Exercise text
The application can be done through the following websites:
- Singapore Police Force (For Non-NCSS members) via LicenceOne
- National Council of Social Service (For Community Chest and NCSS full or associate members only)
2) Other Types Of Permits Or Licences
There may be other permits or licences from other agencies which you need to apply in order to carry out a specific type of fund-raising activity you have in mind. To find out more, please go to https://licence1.business.gov.sg/.
Fund-Raising for Foreign Charitable Purposes
All fund raising appeals for charitable, benevolent and philanthropic purposes in Singapore are regulated under the Charities (Fund-Raising Appeals for Local and Foreign Charitable Purposes) Regulations 2012. The fund-raising regulations spell out the duties and obligations of fund-raisers, which include the need for disclosure of clear and accurate information to donors about the beneficiary and the purpose of the donation; proper management and usage of donations; as well as keeping accounting records of donations received and disbursed.

(Collected data entries)
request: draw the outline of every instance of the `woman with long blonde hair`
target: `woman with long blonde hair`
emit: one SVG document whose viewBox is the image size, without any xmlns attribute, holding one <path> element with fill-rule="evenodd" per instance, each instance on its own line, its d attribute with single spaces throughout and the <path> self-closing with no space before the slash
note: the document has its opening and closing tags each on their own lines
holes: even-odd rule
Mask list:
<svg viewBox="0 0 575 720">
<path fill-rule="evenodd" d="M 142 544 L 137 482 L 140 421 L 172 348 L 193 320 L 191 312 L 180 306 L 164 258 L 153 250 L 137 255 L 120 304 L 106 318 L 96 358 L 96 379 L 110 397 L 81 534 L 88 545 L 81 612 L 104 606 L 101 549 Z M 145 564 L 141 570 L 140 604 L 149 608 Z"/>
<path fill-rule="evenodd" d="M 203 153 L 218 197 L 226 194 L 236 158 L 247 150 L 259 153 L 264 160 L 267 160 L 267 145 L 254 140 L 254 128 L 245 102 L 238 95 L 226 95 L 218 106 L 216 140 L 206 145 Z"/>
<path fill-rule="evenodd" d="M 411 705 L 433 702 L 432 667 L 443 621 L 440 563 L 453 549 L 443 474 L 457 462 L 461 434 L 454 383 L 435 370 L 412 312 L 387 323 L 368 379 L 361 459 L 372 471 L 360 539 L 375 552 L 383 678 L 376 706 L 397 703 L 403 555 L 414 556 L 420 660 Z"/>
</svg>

Set of tasks
(a) Answer these from the passage on fund-raising permits above the rows:
(i) Through which website do non-NCSS members apply?
(ii) Which web address does the passage give for finding other permits or licences?
(iii) Under which regulations are fund-raising appeals in Singapore regulated?
(b) Repeat the passage on fund-raising permits between "The application can" and "associate members only)", inclusive.
(c) Pick up the passage on fund-raising permits after its last sentence and keep writing.

Results for each task
(a)
(i) Singapore Police Force, via LicenceOne
(ii) https://licence1.business.gov.sg/
(iii) The Charities (Fund-Raising Appeals for Local and Foreign Charitable Purposes) Regulations 2012

(b)
The application can be done through the following websites:
- Singapore Police Force (For Non-NCSS members) via LicenceOne
- National Council of Social Service (For Community Chest and NCSS full or associate members only)

(c)
Additionally, anyone intending to raise funds for foreign charitable causes is required to apply for a Fund-Raising for Foreign Charitable Purposes (“FRFCP”) permit the Commissioner of Charities (“COC”) prior to the commencement of the appeal. For more information of fund-raising, please visit Charity Portal website under “Manage Your Charity” followed by “Fund-Raising and Related Matters”. You can apply for FRFCP permit via the GoBusiness Licencing platform.
General Conditions for Foreign Fund-Raising Permit
- Application: The applicant must be an organization (corporate or unincorporated) in Singapore. The application should be made by an official on behalf of the organization and must be submitted to the Commissioner of Charities at least 30 days before the appeal starts.
- Use of Proceeds: The applicant must undertake to apply within Singapore not less than 80% of the net proceeds received in response to the fund-raising appeal, unless the Commissioner allows otherwise.
- Recipients of Funds: When funds are raised for a foreign charity, the foreign charity must be a bona fide non-profit making organization. When the funds are raised for humanitarian purposes overseas, the relief projects and the organization in the affected country responsible for operating the humanitarian project must first be identified.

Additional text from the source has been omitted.